* **Page excerpt**

┌──

100 Best & Brightest Undergraduate Business Majors Of 2023

You start as an entertainer and finish as an entrepreneur. That’s a common path for musicians. Think Beyoncé, Diddy, and Rihanna. Talent is just the first step. After that, you build your brand, infrastructure, and revenue streams. That means mastering marketing, management, and finance.

Just ask JaJa Tong. She describes herself as a “full-time financial statement enthusiast [and] part-time music producer.” A senior at USC’s Marshall School, Tong majored in accounting, while minoring in music and screenwriting. Over the last four years, Tong has honed her commercial and artistic sides. She has co-founded a record company and completed six internships, ultimately landing a post at Deloitte. Tong also served as the president of the USC Leventhal Income Tax Assistance, managing 74 volunteers who helped 642 low-income households receive $672,000 in tax refunds in 2022. At the same time, she worked as a residential assistant, student ambassador, and peer mentor – not to mention being the accounting manager and DJ on USC’s student radio station.

JaJa Tong, USC (Marshall)

Still, Tong’s legacy will stem from the Songwriters’ Forum she founded at a freshman. Here, students can tap into their artistic sides by making music with their classmates. Thus far, these collaborations have resulted in six albums on Spotify and two live concerts per semester. Forum workshops have also trained members on business issues ranging from developing marketing plans to negotiating royalties. Looking back, Tong believes confidence will be her classmates’ biggest takeaway from the Forum.


“This club allowed me to make dreams come true and build a platform for students to celebrate their shared passion for music,” she tells P&Q. “I watched as engineering and business students found belonging within a community of artists. I beamed as freshmen recorded their first songs, performed them in concert, and listened to them with wide eyes on release day. As I prepare to graduate, I am grateful to know that something I built will continue to shape the college journeys of so many more, as it has mine.”

You might say it’d be hard to find another JaJa Tong in the Class of 2023. Guess again. At New York University’s Stern School, you’ll find Jo Tong – JaJa’s twin sister. Like her sibling, Jo is a versatile and imaginative spirit who has also gravitated towards business. An Evercore hire, Jo served as president of both Stern’s entrepreneurship club and pro bono consulting firm. Like her sister, Jo worked as a DJ for the student radio station. While JaJa played clarinet in USC’s student orchestra, Jo did the same at NYU with the saxophone. Not surprisingly, the duo has even formed a band together, Goldlove, which has released nearly a dozen songs.

More than “partners in crime”, the sisters serve as inspirations for each other. For Jo, her sister is someone who pushes her to “strive for perfection” and step beyond her self-imposed limits. This competitor-cheerleader dynamic has equally brought out the best in JaJa too.

Jo Tong, New York University (Stern)

“Jo always keeps me at the forefront of her mind, never hesitating to jump on a call at 3 am EST to help me with a finance question,” JaJa adds. “Although we now live on opposite coasts (NY and LA), our desire to reach higher limits has not wavered. It is this paradox of love and war that pushes me to be the best person I can be.”

└──

* **Dataset section**
┌──

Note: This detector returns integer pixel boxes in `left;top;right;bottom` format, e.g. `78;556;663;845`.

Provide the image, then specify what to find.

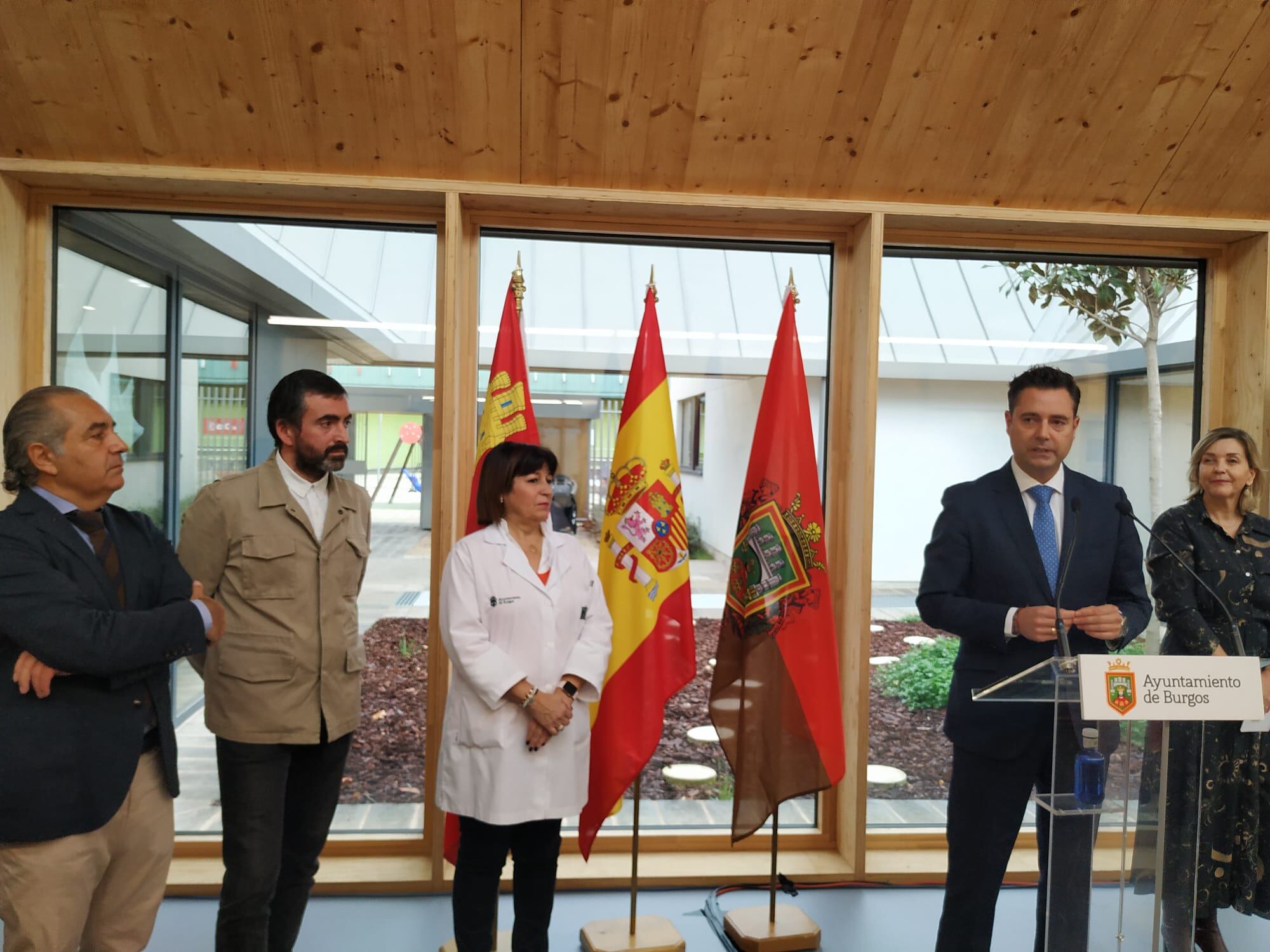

└──

* **Exercises**
A. In the Best & Brightest article, how many volunteers did JaJa Tong manage as president of the USC Leventhal Income Tax Assistance?
B. Reproduce word for word the passage of the Best & Brightest article that runs from "100 Best & Brightest" up to and including "management, and finance.".

* **Task responses**
A. She managed 74 volunteers.

B.
100 Best & Brightest Undergraduate Business Majors Of 2023

You start as an entertainer and finish as an entrepreneur. That’s a common path for musicians. Think Beyoncé, Diddy, and Rihanna. Talent is just the first step. After that, you build your brand, infrastructure, and revenue streams. That means mastering marketing, management, and finance.